* [SELECTED PASSAGE]:
+++++
Huang is refining two other sets of software programs that can tell the difference. They help biologists sift through the heaps of sequenced DNA segments generated by researchers, finding that 3 percent of the DNA that actually does something: make proteins, the basis of human tissue.

To winnow out the genes, Huang's software again employees a back-door strategy. It compares researchers' newly sequenced DNA fragments with other genetic material: proteins and man-made molecules called cDNA and EST. These materials contain clues that can reveal genes' hiding places on DNA.

Until this point, researchers know the composition of the DNA fragment, but they have no idea whether it has any genes on it, or even where they might be. Only Nature, Huang notes, seems to have no trouble telling genes apart from bench-warming nucleotides.

His NAP (Nucleotide-Amino Acid Alignment Program) and GAP (Global Alignment Program) take a little more time than Nature, but they can help researchers make that distinction.

The programs first search the genome molecule database to find a match with the new DNA fragment. Then, the software lines the two molecules up, revealing where the genes might be hidden on the new DNA. For example, in the case of a match with a protein, his software lines up the protein's amino acids with the very genes on the DNA that are used to produce those same amino acids.

At NCBI's GenBank, the Human Genome Project's official deposit site, Wojtek Makalowski, a GenBank fellow, has been using GAP to find genes on DNA.
+++++
* [DATASET EXTRACT]:
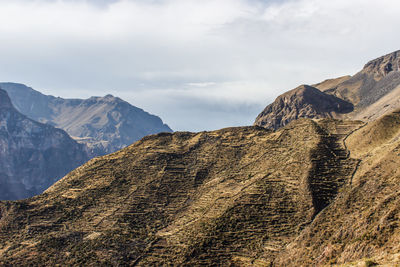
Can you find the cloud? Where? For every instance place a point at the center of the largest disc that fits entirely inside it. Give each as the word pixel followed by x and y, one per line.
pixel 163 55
+++++
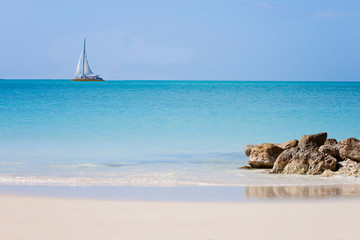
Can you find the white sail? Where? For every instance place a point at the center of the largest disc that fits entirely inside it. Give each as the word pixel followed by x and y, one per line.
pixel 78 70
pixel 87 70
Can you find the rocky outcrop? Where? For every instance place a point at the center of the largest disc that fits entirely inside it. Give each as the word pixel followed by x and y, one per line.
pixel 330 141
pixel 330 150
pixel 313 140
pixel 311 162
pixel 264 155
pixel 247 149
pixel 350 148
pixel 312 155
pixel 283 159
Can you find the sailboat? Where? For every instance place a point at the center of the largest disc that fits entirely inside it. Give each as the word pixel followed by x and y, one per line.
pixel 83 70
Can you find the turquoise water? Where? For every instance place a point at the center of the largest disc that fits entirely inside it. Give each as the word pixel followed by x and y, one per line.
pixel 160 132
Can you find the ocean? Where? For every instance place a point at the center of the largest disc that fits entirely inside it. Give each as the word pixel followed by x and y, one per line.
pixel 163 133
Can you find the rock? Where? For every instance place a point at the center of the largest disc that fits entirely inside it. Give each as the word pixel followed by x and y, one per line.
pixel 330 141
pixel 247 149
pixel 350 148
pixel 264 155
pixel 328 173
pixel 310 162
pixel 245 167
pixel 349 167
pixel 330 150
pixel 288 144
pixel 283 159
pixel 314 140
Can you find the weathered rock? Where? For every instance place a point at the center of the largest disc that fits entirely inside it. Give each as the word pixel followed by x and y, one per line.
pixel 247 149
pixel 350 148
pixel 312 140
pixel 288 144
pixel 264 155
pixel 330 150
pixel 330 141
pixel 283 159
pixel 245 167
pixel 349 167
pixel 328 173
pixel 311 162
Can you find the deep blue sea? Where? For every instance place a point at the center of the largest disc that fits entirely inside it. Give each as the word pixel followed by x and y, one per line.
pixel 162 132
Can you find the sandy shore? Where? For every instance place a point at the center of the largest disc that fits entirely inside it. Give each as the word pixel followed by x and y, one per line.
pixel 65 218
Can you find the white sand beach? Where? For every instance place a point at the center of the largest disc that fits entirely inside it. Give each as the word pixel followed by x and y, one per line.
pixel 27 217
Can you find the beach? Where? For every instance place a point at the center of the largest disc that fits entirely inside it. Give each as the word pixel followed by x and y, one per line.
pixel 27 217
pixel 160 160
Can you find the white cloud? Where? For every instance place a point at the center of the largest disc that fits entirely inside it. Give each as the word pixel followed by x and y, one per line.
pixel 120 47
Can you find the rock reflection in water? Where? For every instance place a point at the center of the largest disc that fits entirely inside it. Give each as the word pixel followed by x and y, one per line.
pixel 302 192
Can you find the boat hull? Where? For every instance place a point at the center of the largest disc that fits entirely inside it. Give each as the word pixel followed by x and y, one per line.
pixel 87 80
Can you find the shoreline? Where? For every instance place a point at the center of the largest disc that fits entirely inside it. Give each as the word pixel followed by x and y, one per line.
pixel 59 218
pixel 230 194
+++++
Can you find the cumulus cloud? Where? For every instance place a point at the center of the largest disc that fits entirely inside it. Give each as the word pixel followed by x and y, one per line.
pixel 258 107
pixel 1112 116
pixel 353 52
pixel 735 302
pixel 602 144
+++++
* [EXERCISE REQUIREMENTS]:
Write out the entire passage on gene-finding software word for word. Work from the passage on gene-finding software only, not from the data.

* [RESULT]:
Huang is refining two other sets of software programs that can tell the difference. They help biologists sift through the heaps of sequenced DNA segments generated by researchers, finding that 3 percent of the DNA that actually does something: make proteins, the basis of human tissue.

To winnow out the genes, Huang's software again employees a back-door strategy. It compares researchers' newly sequenced DNA fragments with other genetic material: proteins and man-made molecules called cDNA and EST. These materials contain clues that can reveal genes' hiding places on DNA.

Until this point, researchers know the composition of the DNA fragment, but they have no idea whether it has any genes on it, or even where they might be. Only Nature, Huang notes, seems to have no trouble telling genes apart from bench-warming nucleotides.

His NAP (Nucleotide-Amino Acid Alignment Program) and GAP (Global Alignment Program) take a little more time than Nature, but they can help researchers make that distinction.

The programs first search the genome molecule database to find a match with the new DNA fragment. Then, the software lines the two molecules up, revealing where the genes might be hidden on the new DNA. For example, in the case of a match with a protein, his software lines up the protein's amino acids with the very genes on the DNA that are used to produce those same amino acids.

At NCBI's GenBank, the Human Genome Project's official deposit site, Wojtek Makalowski, a GenBank fellow, has been using GAP to find genes on DNA.